[Saved entries]
+---+
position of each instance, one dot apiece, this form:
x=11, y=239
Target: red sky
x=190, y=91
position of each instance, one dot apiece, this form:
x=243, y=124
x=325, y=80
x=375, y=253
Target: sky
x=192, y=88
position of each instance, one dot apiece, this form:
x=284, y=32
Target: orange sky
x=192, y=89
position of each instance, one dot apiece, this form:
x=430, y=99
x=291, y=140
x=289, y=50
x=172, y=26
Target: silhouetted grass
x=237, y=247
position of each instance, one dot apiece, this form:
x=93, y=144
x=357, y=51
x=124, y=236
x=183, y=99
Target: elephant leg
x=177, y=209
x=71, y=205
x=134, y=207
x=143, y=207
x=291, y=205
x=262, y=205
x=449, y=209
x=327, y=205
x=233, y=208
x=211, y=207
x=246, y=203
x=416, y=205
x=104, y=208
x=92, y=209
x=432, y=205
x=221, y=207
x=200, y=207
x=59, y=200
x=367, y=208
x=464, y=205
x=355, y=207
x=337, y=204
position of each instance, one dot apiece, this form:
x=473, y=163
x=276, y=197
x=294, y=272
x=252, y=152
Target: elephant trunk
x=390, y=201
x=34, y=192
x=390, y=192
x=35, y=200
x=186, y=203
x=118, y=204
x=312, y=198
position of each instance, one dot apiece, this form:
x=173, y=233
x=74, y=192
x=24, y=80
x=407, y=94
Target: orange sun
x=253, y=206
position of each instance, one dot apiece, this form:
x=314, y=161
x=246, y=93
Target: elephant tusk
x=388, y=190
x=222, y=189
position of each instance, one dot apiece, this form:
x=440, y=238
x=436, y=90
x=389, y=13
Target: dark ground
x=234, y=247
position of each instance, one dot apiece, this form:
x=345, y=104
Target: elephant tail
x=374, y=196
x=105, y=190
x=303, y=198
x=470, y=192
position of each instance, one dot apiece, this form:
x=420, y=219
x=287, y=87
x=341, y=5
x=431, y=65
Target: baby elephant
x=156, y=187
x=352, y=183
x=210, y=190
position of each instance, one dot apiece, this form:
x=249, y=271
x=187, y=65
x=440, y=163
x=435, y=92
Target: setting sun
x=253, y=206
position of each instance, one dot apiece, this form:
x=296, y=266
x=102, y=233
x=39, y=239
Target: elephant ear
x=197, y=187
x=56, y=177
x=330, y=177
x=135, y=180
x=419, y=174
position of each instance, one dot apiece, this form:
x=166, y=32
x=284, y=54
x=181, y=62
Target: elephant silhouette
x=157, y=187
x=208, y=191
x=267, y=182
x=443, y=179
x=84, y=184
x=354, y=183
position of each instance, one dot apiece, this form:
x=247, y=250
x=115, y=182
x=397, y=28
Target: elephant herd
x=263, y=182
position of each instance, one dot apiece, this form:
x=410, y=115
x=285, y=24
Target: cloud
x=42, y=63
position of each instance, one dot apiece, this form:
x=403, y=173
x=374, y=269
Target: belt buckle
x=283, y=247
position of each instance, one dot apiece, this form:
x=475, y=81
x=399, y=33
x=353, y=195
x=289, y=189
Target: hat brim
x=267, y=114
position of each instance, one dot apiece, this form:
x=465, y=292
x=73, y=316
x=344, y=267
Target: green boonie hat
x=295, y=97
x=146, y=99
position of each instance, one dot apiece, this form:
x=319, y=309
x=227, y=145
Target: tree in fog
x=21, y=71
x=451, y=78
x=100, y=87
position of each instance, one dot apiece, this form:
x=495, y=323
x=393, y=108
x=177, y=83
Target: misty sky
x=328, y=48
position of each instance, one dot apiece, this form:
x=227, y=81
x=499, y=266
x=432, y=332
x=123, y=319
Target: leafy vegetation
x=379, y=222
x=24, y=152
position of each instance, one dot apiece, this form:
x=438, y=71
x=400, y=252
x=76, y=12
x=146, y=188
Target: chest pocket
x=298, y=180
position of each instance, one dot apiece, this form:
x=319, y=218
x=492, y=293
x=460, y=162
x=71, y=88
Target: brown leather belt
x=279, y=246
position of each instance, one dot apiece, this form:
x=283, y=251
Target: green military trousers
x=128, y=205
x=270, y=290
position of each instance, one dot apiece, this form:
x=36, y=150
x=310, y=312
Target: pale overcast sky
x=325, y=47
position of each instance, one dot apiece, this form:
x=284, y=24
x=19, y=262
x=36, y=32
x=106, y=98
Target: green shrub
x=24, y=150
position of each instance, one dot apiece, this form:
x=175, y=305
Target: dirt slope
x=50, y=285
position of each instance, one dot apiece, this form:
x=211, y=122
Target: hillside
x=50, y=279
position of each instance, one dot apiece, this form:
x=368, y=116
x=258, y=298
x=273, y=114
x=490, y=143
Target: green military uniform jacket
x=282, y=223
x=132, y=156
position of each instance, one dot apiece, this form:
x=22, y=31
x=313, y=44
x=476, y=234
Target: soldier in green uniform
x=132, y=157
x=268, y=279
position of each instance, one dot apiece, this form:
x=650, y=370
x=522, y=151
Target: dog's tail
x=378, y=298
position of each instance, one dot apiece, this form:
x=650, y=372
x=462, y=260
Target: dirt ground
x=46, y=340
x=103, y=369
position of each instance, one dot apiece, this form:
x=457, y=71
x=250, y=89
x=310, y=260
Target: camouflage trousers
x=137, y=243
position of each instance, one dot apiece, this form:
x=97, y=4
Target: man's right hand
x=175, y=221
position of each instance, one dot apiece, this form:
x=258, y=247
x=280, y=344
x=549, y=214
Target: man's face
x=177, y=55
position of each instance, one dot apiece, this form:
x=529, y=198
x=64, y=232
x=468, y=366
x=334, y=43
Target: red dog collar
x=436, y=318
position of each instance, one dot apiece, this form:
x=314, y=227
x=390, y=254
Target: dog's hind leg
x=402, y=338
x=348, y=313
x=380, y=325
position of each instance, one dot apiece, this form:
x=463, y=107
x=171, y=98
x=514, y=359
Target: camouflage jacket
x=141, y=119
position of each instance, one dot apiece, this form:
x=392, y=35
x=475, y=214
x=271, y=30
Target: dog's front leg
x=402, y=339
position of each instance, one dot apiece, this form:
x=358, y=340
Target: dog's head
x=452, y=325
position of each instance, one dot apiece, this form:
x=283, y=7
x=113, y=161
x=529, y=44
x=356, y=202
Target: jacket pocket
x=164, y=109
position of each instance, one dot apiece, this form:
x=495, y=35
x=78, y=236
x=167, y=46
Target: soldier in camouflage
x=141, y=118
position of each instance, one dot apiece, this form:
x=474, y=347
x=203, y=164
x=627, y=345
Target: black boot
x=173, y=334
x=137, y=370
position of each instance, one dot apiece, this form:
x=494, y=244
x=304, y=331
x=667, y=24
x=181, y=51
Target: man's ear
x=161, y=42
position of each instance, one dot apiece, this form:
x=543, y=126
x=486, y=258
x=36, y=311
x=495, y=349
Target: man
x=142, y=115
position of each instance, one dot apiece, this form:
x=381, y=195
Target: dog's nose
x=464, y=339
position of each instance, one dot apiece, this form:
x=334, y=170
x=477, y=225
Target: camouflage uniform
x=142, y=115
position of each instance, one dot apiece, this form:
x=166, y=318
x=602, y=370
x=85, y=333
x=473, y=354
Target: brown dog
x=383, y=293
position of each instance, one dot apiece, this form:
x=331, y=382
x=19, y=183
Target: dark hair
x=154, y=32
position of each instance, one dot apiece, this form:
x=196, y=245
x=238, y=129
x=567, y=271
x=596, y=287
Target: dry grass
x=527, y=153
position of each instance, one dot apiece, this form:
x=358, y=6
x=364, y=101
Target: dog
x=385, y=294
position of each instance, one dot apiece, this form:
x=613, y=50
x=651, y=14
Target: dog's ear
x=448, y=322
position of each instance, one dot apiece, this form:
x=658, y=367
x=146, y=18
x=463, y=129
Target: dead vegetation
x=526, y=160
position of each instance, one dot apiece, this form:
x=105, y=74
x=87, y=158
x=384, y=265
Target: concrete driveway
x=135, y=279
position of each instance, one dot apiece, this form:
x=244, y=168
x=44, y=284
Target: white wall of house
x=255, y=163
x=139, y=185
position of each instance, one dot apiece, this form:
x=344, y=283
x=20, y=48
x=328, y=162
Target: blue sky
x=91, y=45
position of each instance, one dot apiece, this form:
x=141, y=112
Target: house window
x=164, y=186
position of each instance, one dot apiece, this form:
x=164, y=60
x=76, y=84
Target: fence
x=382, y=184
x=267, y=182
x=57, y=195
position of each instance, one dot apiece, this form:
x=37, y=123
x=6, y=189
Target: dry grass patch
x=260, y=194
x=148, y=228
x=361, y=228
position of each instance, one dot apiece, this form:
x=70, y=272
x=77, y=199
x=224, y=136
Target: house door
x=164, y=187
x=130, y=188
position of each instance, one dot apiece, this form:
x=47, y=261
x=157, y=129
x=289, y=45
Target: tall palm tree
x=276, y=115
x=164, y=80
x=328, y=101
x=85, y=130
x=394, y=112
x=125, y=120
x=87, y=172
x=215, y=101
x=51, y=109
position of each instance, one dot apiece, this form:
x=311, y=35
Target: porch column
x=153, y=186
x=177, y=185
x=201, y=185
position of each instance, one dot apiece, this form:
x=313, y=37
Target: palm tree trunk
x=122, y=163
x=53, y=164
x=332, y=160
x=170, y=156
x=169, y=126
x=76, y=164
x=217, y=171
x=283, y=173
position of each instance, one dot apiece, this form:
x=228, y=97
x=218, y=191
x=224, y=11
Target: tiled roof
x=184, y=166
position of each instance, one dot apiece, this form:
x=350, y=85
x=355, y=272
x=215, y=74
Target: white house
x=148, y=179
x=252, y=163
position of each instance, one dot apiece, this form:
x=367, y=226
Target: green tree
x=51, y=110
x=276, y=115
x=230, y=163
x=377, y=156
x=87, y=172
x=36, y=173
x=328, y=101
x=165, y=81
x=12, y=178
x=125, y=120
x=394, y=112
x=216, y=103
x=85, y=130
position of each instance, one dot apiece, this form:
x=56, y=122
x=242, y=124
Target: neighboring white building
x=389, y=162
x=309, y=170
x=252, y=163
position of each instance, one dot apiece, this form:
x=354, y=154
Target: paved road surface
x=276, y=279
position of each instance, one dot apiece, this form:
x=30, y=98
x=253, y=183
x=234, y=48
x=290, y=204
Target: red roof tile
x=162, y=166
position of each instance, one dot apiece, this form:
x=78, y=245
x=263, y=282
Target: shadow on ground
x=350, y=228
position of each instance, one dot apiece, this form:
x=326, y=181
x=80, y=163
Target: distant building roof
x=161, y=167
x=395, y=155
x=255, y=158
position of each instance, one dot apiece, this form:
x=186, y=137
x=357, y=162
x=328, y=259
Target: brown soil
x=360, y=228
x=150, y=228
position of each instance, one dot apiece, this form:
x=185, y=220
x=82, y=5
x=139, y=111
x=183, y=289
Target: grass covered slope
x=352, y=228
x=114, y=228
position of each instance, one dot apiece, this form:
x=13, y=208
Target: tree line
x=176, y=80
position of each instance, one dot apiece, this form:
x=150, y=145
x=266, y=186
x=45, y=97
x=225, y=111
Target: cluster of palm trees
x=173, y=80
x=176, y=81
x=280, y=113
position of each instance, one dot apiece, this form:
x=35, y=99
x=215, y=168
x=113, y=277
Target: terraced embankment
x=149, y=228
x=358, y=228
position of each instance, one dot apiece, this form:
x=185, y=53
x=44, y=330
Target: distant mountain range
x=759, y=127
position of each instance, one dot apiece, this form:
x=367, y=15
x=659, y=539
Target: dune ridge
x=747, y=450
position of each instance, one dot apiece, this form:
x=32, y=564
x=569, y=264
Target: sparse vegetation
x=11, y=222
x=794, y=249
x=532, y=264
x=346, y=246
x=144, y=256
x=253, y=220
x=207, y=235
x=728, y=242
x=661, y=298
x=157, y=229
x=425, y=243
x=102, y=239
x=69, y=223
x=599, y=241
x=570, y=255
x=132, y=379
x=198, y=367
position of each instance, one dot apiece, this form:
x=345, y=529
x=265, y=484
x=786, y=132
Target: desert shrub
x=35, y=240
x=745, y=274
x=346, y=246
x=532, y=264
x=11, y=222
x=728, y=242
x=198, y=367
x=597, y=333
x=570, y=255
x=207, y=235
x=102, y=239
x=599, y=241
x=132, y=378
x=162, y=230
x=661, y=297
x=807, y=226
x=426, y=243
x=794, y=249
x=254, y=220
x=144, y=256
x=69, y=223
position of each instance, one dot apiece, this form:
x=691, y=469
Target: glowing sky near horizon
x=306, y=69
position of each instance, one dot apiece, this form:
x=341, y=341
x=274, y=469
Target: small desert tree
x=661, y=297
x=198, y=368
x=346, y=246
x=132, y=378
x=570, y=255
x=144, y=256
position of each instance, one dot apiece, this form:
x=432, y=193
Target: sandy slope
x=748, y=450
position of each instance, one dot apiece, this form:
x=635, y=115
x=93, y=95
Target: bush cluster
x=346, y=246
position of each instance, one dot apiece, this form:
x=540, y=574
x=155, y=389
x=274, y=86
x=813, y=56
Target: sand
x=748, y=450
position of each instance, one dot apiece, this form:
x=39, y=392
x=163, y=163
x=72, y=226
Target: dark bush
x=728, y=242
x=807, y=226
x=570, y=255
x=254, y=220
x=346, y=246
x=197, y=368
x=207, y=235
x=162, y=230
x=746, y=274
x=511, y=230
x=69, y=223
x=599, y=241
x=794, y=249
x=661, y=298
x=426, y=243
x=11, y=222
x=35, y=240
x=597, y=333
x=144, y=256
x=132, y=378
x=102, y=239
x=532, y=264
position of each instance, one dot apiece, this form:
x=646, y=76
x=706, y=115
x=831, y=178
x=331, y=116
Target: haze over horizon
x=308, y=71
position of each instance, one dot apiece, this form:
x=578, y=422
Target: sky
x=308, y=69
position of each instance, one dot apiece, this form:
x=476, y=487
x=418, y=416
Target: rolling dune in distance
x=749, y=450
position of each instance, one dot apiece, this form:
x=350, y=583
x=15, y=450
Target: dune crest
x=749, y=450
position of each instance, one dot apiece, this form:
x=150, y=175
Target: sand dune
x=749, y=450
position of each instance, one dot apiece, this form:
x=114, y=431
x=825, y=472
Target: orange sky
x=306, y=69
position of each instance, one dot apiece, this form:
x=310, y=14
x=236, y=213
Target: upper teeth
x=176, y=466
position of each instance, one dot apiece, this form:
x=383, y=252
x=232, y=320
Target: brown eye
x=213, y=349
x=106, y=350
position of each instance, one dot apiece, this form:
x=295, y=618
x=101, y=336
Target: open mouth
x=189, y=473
+---+
Nothing but the lines from the start of the data through the line holding "x=183, y=99" should be restated, and each one exactly.

● ANSWER SPACE
position of each instance, one dot apiece, this form:
x=11, y=239
Target: red sky
x=190, y=91
position of each instance, one dot apiece, this form:
x=243, y=124
x=325, y=80
x=375, y=253
Target: sky
x=192, y=88
position of each instance, one dot apiece, this form:
x=284, y=32
Target: orange sky
x=192, y=89
position of each instance, one dot apiece, this form:
x=430, y=99
x=291, y=140
x=289, y=50
x=172, y=26
Target: silhouetted grass
x=237, y=247
position of each instance, one dot apiece, this form:
x=93, y=144
x=357, y=51
x=124, y=236
x=183, y=99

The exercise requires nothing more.